Изучаемый текст —

——

Так начались очередные долгие и трудные гастроли, которые Подгорный остроумно назвал «великий сибирский путь». Комиссаржевской, на этот раз победившей свою болезнь, предстояло многое решить в себе и вокруг себя. Перспективы были туманными.
Глава 15ФЕНИКС
Высоко горю и горю до тла,
И да будет вам ночь светла.
После выздоровления Комиссаржевской гастроли были продолжены в Иркутске, потом в Чите. В середине марта труппа по КВЖД прибыла в Харбин. Поезд пришёл на станцию ночью. В. А. Подгорный вспоминает: «Было холодно. Вокзал был пустынен. В буфете мы пили чай, и она писала письма друзьям. Выбрав в киоске одну открытку, на которой был изображён какой-то из бесчисленных китайских божков, она сказала: “Я пошлю её Ремизову. Он будет так доволен этим уродцем. Он их очень любит. Он и сам немножко похож на него. Правда?”»[503]. Нельзя не оценить и острого юмора Веры Фёдоровны, и какой-то удивительной жизнеспособности. Она ни минуты не кривила душой, заявляя, что чувствует себя молодой и полной энергии.
В Харбине Комиссаржевская жила в отвратительной гостинице недалеко от вокзала, но очень далеко от здания театра. Снять приемлемую квартиру на время гастролей так и не удалось. С 15 по 26 марта она играла ежедневно. Однако, несмотря на крайнюю усталость, повторяющиеся головные боли, напряжённую работу (ведь кроме спектаклей шли репетиции), находилось время и на короткие путешествия. Подгорный описывает одно из них, и в этом рассказе склад характера Комиссаржевской высвечивается наиболее отчётливо:
«Как-то мы взяли экипажи и поехали из Харбина за четыре километра в китайский городок Фудзяндзян. Там мы провели целый день, и большая часть дня была отдана китайскому театру, из которого Вера Фёдоровна ни за что не хотела уйти, а представление длилось с утра до вечера. Она восхищалась как ребёнок спектаклем китайцев, смотрела на сцену блестящими глазами и даже вскрикивала от восторга или ужаса. Стоило большого труда уговорить её покинуть бесконечное представление китайской труппы. Мы пошли бродить по грязному Фудзяндзяну, заходили в лавки и наконец попали в какую-то кумирню. Много золотых, серебряных и бронзовых богов увидели мы там — многоруких, многоногих и многоголовых. Она непременно всё хотела потрогать руками. Служитель смотрел на неё подозрительно, я обратил её внимание на это. “Я знаю, но мне так хочется дотронуться до всего. И во всех музеях, я знаю, неприлично трогать вещи руками, а я не могу утерпеть и непременно потрогаю”»[504].
Это детское желание всё потрогать руками, это упорство в осуществлении своего намерения во что бы то ни стало, даже понимая, насколько оно несуразно и неприлично, — тоже проявление жизнелюбия, живого интереса к окружающему. Молодой и уже потому открытый миру Подгорный быстро устаёт от непонятного китайского спектакля, хочет уйти, но увести Комиссаржевскую не может. Она, как ребёнок, хлопает в ладоши и приходит в неистовый восторг от экзотики, красок, музыки, танца.

——

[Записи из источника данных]
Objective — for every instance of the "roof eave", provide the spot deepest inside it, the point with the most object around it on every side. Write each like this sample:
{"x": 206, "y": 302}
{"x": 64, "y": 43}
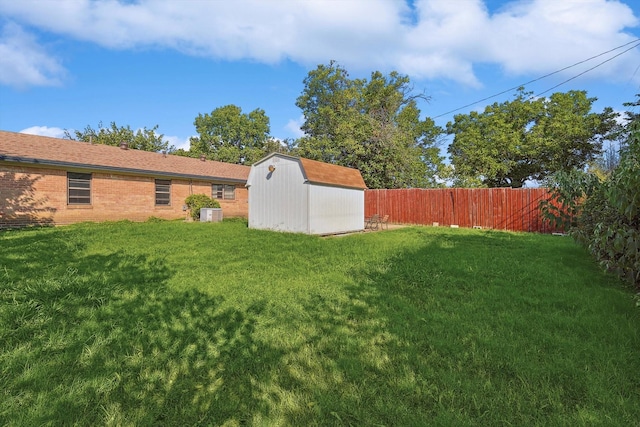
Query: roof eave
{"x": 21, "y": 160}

——

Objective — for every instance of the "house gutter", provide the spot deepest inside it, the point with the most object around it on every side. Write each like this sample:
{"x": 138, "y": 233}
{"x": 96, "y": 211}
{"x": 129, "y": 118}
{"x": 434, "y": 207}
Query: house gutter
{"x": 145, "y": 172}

——

Задание A —
Судя по тексту о гастролях Комиссаржевской, в какие дни марта она ежедневно играла в Харбине?
Задание B —
Объясните по тексту о гастролях Комиссаржевской, почему она решила отправить открытку с изображением китайского божка именно Ремизову.

Ответ A —
С 15 по 26 марта.

Ответ B —
Комиссаржевская считала, что Ремизов будет очень доволен «этим уродцем», потому что он такие фигурки очень любит. К тому же, по её словам, он и сам немножко похож на этого божка.